Exercises:
1. In the SMP testing notes, which make target serves as the aggregate S5 runtime readiness gate?
2. Print everything in the SMP testing notes from "Use the active" down to "before QEMU started?".

Passage shown:
==========

The corrupt generation 2 in the checked-in image is intentional. It proves that the server rejects a bad newest generation and falls back to the newest verified one.

SMP Tests

SMP work uses dedicated targets because it touches boot, CPU discovery, mailboxes, release contracts, scheduler assumptions, and future concurrency behavior.

Common commands:

make smp-state-audit
make smp-mailbox-layout
make smp-release-guard
make smp-release-contract
make smp-s1-preflight
make smp-test
make smp-headroom-test
make smp-uefi-test
make s4-resource-stress-test
make qemu-virt-hardware-map-test
make smp-cpu-utilization-test
make s5-scheduler-placement-test
make s5-placement-stress-test
make s5-el0-fanout-test
make s5-thread-fanout-test
make s5-run-any-placement-test
make s5-test
make s0c-test
make s1-test
make c5-driver-service-test
make c5-device-handle-test
make c5-device-metadata-test
make c5-device-authority-test
make c5-device-rights-test
make c5-test
make swpkg-header-integrity-test

Use the active roadmap milestone to choose the exact target. smp-release-contract is the review-facing alias for smp-release-guard; s0c-test is the narrow state-audit target. For broad SMP readiness, make s1-test covers the S0/S1 foundation gates and make s5-test is the aggregate S5 runtime readiness gate. For broad C5 driver-service/device-authority readiness, use make c5-test.

Reading Failures

Start with the first failing line. Most scripts print a FAIL: line and a tail of the serial log.

Useful questions:

  1. Did the artifact exist before QEMU started?
  2. Did the kernel reach the expected boot marker?

==========

Data provided:
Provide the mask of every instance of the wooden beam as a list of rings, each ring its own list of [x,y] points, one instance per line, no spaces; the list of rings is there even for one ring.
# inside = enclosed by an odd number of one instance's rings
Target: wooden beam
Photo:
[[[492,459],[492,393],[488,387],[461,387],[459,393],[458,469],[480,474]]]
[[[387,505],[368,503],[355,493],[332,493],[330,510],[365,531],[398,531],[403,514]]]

==========

Answers by item:
1. make s5-test

2.
Use the active roadmap milestone to choose the exact target. smp-release-contract is the review-facing alias for smp-release-guard; s0c-test is the narrow state-audit target. For broad SMP readiness, make s1-test covers the S0/S1 foundation gates and make s5-test is the aggregate S5 runtime readiness gate. For broad C5 driver-service/device-authority readiness, use make c5-test.

Reading Failures

Start with the first failing line. Most scripts print a FAIL: line and a tail of the serial log.

Useful questions:

  1. Did the artifact exist before QEMU started?